PROMPT: Using the entries below, say how many of the lines carry "metal". Write the number alone.

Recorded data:
★ ★ ★
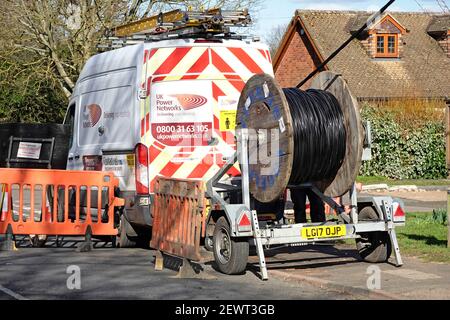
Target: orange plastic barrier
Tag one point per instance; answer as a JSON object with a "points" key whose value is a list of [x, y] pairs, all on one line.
{"points": [[179, 213], [57, 202]]}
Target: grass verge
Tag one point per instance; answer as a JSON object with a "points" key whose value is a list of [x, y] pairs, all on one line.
{"points": [[391, 182], [423, 237]]}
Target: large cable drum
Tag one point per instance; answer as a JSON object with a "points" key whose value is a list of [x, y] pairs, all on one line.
{"points": [[297, 137]]}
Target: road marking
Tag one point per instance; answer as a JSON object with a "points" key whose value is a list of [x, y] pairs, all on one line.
{"points": [[12, 293], [412, 274]]}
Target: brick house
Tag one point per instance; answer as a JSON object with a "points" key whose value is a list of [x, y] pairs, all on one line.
{"points": [[402, 55]]}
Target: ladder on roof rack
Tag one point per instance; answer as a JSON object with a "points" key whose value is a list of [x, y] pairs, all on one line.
{"points": [[178, 23]]}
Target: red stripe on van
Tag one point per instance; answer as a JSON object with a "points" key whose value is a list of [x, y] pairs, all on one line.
{"points": [[142, 127], [238, 84], [170, 169], [172, 60], [249, 63], [200, 65], [159, 145], [154, 152], [268, 56], [220, 64], [217, 92], [147, 122], [203, 167]]}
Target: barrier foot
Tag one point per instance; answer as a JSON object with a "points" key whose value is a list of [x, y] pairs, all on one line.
{"points": [[8, 244], [87, 244], [189, 270], [159, 261]]}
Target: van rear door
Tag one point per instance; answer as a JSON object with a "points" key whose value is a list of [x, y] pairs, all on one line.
{"points": [[106, 131]]}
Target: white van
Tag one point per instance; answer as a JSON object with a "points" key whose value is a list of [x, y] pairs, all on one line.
{"points": [[159, 108]]}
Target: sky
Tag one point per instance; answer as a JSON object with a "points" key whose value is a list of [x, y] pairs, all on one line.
{"points": [[280, 12]]}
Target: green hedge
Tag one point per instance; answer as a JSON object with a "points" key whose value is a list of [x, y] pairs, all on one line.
{"points": [[404, 149]]}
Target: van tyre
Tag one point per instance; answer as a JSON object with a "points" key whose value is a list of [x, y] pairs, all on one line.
{"points": [[373, 247], [230, 254], [123, 239]]}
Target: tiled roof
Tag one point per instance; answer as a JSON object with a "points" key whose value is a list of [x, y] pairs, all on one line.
{"points": [[422, 71]]}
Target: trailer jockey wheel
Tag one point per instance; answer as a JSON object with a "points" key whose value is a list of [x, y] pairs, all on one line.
{"points": [[374, 247], [123, 241], [230, 254]]}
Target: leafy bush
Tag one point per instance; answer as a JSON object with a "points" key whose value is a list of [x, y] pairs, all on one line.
{"points": [[440, 216], [406, 145]]}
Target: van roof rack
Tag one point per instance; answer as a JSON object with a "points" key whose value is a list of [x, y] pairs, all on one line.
{"points": [[213, 23]]}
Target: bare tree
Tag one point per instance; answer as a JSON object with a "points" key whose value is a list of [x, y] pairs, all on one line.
{"points": [[54, 38], [274, 37]]}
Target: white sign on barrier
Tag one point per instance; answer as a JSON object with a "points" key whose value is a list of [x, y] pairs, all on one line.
{"points": [[29, 150]]}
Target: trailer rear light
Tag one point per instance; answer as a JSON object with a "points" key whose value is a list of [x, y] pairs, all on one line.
{"points": [[208, 41], [142, 183], [244, 223]]}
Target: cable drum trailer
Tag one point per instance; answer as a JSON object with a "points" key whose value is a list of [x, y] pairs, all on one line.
{"points": [[262, 108]]}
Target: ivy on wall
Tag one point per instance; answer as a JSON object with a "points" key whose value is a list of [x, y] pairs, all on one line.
{"points": [[406, 147]]}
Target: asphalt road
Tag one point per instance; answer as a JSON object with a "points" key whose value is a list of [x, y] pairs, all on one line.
{"points": [[107, 273]]}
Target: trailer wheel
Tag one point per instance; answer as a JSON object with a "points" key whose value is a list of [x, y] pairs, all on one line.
{"points": [[123, 239], [230, 254], [373, 247]]}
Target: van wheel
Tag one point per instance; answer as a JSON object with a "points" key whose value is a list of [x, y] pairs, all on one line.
{"points": [[373, 247], [230, 254], [123, 240]]}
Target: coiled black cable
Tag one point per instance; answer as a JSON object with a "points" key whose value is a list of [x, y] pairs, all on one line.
{"points": [[319, 135]]}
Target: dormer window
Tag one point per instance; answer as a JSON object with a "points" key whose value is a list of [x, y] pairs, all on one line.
{"points": [[383, 39], [387, 46]]}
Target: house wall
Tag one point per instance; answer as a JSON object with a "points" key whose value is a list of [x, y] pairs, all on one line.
{"points": [[298, 60], [445, 44]]}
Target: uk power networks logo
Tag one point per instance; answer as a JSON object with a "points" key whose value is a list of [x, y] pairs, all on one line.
{"points": [[91, 115], [190, 101]]}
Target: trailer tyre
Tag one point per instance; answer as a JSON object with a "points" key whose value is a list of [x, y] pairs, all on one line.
{"points": [[373, 247], [230, 254], [123, 239]]}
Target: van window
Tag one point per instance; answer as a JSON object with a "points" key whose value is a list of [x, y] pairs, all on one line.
{"points": [[70, 120]]}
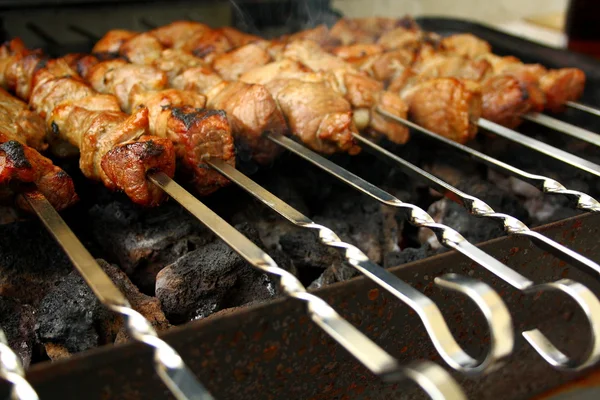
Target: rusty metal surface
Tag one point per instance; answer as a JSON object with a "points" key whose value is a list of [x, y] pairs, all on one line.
{"points": [[272, 351]]}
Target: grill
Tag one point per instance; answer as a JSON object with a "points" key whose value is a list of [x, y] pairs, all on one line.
{"points": [[276, 349]]}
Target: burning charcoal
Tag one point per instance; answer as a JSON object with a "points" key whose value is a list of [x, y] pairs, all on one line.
{"points": [[143, 241], [148, 306], [410, 254], [211, 278], [18, 323], [72, 317], [31, 262]]}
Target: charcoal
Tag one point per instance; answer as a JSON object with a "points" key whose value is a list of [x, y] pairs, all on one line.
{"points": [[17, 320], [410, 254], [143, 241], [72, 317], [306, 251], [211, 278], [31, 262], [146, 305]]}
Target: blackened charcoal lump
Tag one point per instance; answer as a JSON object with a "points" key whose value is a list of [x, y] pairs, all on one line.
{"points": [[18, 320], [143, 241], [31, 262], [71, 316], [211, 278]]}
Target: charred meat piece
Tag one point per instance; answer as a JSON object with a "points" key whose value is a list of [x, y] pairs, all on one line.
{"points": [[20, 164], [316, 114]]}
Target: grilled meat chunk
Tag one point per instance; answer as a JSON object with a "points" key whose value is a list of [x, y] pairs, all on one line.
{"points": [[197, 133], [112, 41], [318, 115], [252, 112], [21, 164], [18, 123], [446, 106], [233, 64]]}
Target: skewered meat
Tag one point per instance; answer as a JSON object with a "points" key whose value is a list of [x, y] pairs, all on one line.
{"points": [[177, 115], [111, 42], [317, 114], [22, 164], [57, 93]]}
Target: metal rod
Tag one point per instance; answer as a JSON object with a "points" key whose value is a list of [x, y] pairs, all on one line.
{"points": [[583, 107], [479, 208], [448, 237], [541, 147], [496, 314], [360, 346], [11, 370], [169, 365], [547, 185], [560, 126]]}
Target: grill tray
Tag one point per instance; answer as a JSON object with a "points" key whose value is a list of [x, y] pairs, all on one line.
{"points": [[272, 351]]}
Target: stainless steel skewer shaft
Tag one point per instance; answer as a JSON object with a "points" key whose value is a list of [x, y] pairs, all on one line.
{"points": [[580, 200], [448, 237], [168, 364], [496, 314], [561, 126], [479, 208], [541, 147], [12, 371], [356, 343], [583, 107]]}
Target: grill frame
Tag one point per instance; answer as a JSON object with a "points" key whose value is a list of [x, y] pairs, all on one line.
{"points": [[222, 349]]}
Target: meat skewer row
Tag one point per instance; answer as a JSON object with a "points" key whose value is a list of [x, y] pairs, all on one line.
{"points": [[115, 148], [22, 165]]}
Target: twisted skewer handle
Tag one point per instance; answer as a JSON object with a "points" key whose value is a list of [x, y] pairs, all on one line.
{"points": [[12, 370], [440, 385], [496, 314], [547, 185], [448, 237], [168, 363]]}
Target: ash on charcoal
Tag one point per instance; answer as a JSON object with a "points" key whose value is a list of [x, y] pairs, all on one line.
{"points": [[410, 254], [71, 316], [143, 241], [31, 262], [211, 278], [146, 305], [17, 320]]}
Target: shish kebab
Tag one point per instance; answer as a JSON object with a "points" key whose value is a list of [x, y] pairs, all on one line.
{"points": [[272, 73], [430, 377], [44, 188], [109, 76], [512, 91]]}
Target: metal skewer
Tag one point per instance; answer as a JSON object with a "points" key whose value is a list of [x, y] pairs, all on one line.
{"points": [[169, 365], [560, 126], [479, 208], [355, 342], [496, 314], [583, 107], [541, 147], [448, 237], [579, 200], [12, 371]]}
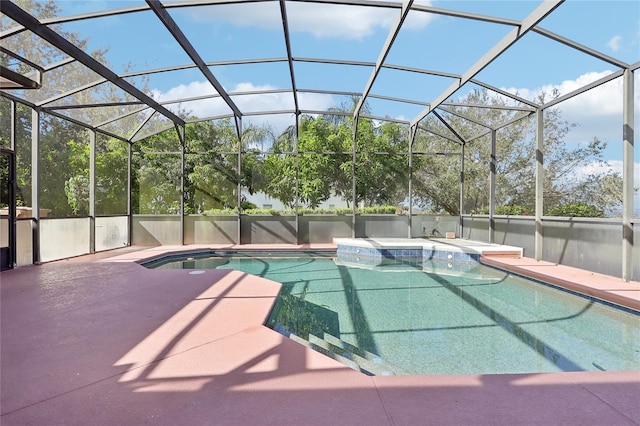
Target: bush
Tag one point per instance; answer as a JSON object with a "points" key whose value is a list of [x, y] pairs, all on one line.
{"points": [[575, 210], [510, 210]]}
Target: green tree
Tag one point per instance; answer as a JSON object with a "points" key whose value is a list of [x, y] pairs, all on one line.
{"points": [[437, 182]]}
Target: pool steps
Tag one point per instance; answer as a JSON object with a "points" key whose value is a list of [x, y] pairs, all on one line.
{"points": [[347, 354]]}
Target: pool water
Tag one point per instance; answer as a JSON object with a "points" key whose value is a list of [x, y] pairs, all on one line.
{"points": [[403, 320]]}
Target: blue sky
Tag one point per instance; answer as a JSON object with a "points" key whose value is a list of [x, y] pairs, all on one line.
{"points": [[435, 42]]}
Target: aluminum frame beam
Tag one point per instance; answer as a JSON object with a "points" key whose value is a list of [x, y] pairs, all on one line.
{"points": [[514, 35], [34, 25], [395, 30], [186, 45]]}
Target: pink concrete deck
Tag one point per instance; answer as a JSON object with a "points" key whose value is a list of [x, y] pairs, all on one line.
{"points": [[111, 343]]}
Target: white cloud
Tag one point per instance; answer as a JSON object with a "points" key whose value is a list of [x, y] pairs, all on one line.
{"points": [[614, 43], [247, 103], [321, 20], [597, 112]]}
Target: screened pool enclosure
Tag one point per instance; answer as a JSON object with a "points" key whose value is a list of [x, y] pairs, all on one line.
{"points": [[243, 122]]}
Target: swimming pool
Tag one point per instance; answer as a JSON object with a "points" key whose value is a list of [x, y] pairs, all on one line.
{"points": [[406, 319]]}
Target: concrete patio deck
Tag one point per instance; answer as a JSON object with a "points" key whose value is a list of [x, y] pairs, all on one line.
{"points": [[102, 340]]}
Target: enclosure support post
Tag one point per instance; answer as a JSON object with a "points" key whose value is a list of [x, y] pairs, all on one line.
{"points": [[353, 177], [92, 191], [492, 188], [239, 129], [627, 177], [461, 220], [539, 181], [130, 186], [35, 184], [412, 137], [181, 132], [297, 192], [13, 191]]}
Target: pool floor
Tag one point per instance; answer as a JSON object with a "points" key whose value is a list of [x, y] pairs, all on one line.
{"points": [[401, 320]]}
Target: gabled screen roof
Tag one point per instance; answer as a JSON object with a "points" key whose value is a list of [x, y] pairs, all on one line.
{"points": [[111, 65]]}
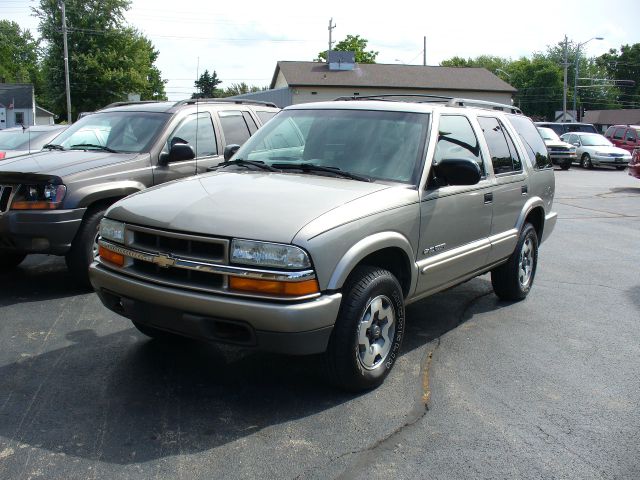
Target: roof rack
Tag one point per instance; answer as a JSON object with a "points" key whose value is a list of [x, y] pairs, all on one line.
{"points": [[238, 101], [463, 102], [390, 96], [121, 104], [425, 98]]}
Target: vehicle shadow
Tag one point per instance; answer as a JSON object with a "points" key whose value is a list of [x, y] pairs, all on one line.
{"points": [[39, 277], [122, 399]]}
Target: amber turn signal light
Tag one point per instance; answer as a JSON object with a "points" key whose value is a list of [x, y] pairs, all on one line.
{"points": [[271, 287], [111, 257]]}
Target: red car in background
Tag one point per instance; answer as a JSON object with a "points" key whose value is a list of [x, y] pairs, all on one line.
{"points": [[634, 164]]}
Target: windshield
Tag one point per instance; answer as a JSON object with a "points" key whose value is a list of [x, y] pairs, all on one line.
{"points": [[375, 144], [595, 141], [25, 139], [125, 132], [548, 134]]}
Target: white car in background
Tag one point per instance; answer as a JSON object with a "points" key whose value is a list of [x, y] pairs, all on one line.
{"points": [[595, 150], [562, 154]]}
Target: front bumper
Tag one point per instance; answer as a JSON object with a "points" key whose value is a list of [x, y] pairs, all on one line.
{"points": [[39, 231], [610, 161], [294, 328]]}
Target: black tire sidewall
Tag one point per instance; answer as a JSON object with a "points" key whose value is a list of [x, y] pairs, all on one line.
{"points": [[367, 283]]}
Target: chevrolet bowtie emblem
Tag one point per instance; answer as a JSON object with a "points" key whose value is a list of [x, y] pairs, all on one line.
{"points": [[164, 261]]}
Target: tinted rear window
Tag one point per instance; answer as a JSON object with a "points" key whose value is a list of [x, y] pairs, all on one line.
{"points": [[533, 143]]}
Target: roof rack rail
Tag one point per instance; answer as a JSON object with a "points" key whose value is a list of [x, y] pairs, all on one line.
{"points": [[238, 101], [426, 98], [399, 96], [464, 102], [121, 104]]}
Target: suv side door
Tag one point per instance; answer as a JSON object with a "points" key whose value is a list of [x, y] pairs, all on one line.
{"points": [[511, 186], [455, 220], [196, 130]]}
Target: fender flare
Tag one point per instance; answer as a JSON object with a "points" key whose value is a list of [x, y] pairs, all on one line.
{"points": [[367, 246]]}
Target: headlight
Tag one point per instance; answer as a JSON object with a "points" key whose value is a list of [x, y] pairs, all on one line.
★ ★ ★
COMPLETED EXERCISE: 3